**List of tasks:**
1: Answer these questions from the access order:
(a) How many pages long is the General Incident Report?
(b) How many points did the requester set out in his letter to the Police?
(c) Which of sections 36(2)(a) and 36(2)(b) is mandatory?
2: Please translate this sentence from the access order into Spanish: "The Police issued a decision letter advising the requester that no changes would be made to the records."
3: Rewrite the access order from "The requester subsequently" to "correct the record.", putting "applicant" in place of "requester".

**Selected passage:**
Access to Information Orders

Decision Information

Summary:



• General Incident Report and Police Officers' Notes

• Correction of Personal Information s.36(2)

• Police's decision to deny request for correction under s.36(2) upheld

Decision Content

ORDER MO-2082

 

Appeal MA-050369-1

 

Niagara Regional Police Service


NATURE OF THE APPEAL:

 

The Niagara Regional Police Service (the Police) received a request under the Municipal Freedom of Information and Protection of Privacy Act (the Act)for the notes of a police officer and the Incident Report relating to a specified incident in which the requester was involved.  The requester was granted partial access to this information.  Access to the remaining information was denied pursuant to sections 38(a) in conjunction with 8(1)(l), and section 38(b) after considering section 14(1)(a), and the presumption listed at section 14(3)(b) of the Act.

 

The requester subsequently submitted a letter to the Police setting out six points he described as “differences or omissions” in the records and requested that the Incident Report be amended or corrected to reflect those differences or omissions.  Section 36(2) of the Act gives an individual the right to ask the institution to correct personal information.

 

The Police issued a decision letter advising the requester that no changes would be made to the records. 

 

The requester, now the appellant, appealed the decision of the Police not to correct the record.

 

Mediation did not resolve this matter and accordingly, the appeal was transferred to the adjudication stage of the appeal process.

 

I began my adjudication of this appeal by sending a Notice of Inquiry to the Police.  The Police provided representations in return.  I then sent a Notice of Inquiry to the appellant along with a copy of the Police’s representations in their entirety.  The appellant submitted representations in response.

 

RECORDS:

 

The records at issue in this appeal consist of a 4-page General Incident Report and a 4-page entry from a police officer’s notebook.

 

DISCUSSION:

 

CORRECTION OF PERSONAL INFORMATION

 

Section 36(1) gives an individual a general right of access to his or her own personal information held by an institution.  Section 36(2) gives the individual a right to ask the institution to correct the personal information.  If the institution denies the correction request the individual may require the institution to attach a statement of disagreement to the information.  Section 36(2) reads:

 

Every individual who is given access under subsection (1) to personal information is entitled to,

 

(a)        request correction of the personal information where the individual believes there is an error or omission therein;

 

(b)               require that a statement of disagreement be attached to the information reflecting any correction that was requested but not made;

 

(c)                require that any person or body to whom the personal information has been disclosed within the year before the time a correction is requested or a statement of disagreement is required be notified of the correction or statement of disagreement.

 

Sections 36(2)(a) and (b) provide two different remedies for individuals wishing to correct their own personal information.  Section 36(2)(a) entitles individuals to request that their own personal information be corrected; institutions have the discretion to accept or reject a correction request.  Section 36(2)(b), on the other hand, entitles an individual to require an institution to attach a statement of disagreement to the information at issue when the institution has denied the individual’s correction request.  Thus, section 36(2)(a) is discretionary, whereas section 36(2)(b) is mandatory.

**Information provided:**
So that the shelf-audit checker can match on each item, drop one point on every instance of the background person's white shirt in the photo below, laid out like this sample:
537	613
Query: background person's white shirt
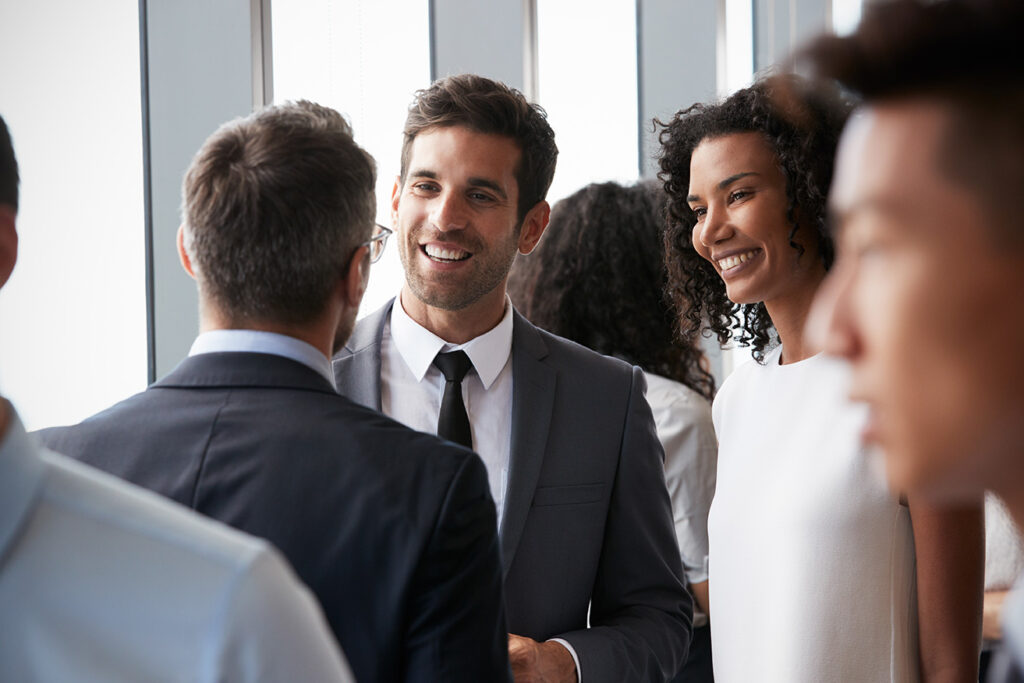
683	421
102	581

**Answers by task:**
1:
(a) 4 pages
(b) Six
(c) Section 36(2)(b)

2: La Policía emitió una carta de decisión en la que informaba al solicitante de que no se harían cambios en los registros.

3:
The applicant subsequently submitted a letter to the Police setting out six points he described as “differences or omissions” in the records and requested that the Incident Report be amended or corrected to reflect those differences or omissions.  Section 36(2) of the Act gives an individual the right to ask the institution to correct personal information.

 

The Police issued a decision letter advising the applicant that no changes would be made to the records. 

 

The applicant, now the appellant, appealed the decision of the Police not to correct the record.